▸ Stored data

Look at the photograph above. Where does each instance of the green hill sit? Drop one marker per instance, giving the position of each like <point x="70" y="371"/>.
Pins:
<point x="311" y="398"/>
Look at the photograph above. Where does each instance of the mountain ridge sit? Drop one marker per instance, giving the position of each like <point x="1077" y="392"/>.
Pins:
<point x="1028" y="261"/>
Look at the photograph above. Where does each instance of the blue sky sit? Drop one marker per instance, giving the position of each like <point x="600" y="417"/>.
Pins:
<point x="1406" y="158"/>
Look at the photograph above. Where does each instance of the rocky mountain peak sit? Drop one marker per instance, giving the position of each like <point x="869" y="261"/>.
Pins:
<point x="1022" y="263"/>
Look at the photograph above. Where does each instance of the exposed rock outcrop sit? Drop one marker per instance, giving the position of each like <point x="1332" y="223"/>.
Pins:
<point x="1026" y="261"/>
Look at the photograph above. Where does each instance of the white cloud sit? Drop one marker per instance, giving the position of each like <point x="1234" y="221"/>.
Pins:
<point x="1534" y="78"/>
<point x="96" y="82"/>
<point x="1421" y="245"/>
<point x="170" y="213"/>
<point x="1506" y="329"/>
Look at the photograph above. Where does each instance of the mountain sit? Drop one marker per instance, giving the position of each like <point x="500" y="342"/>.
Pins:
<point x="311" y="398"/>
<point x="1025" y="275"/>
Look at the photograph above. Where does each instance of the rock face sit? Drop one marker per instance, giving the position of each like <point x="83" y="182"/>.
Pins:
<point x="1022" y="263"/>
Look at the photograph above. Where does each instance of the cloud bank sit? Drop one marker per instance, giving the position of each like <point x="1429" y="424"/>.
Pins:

▸ WHAT IS BEING ASKED
From the records given above, copy all lines containing "mountain".

▸ SOLUTION
Look at the photograph above. Where does each instance of the mountain ridge sit? Drop one marker per instance, giving the position of each like <point x="1077" y="392"/>.
Look at the photograph above. Where does each instance of the rocky mountain peak sit? Drop one marker per instance, giving the position of each like <point x="869" y="261"/>.
Look at the photograph above. Where does each instance of the mountain sit? Drop one marker per instance, giving the position of each like <point x="500" y="342"/>.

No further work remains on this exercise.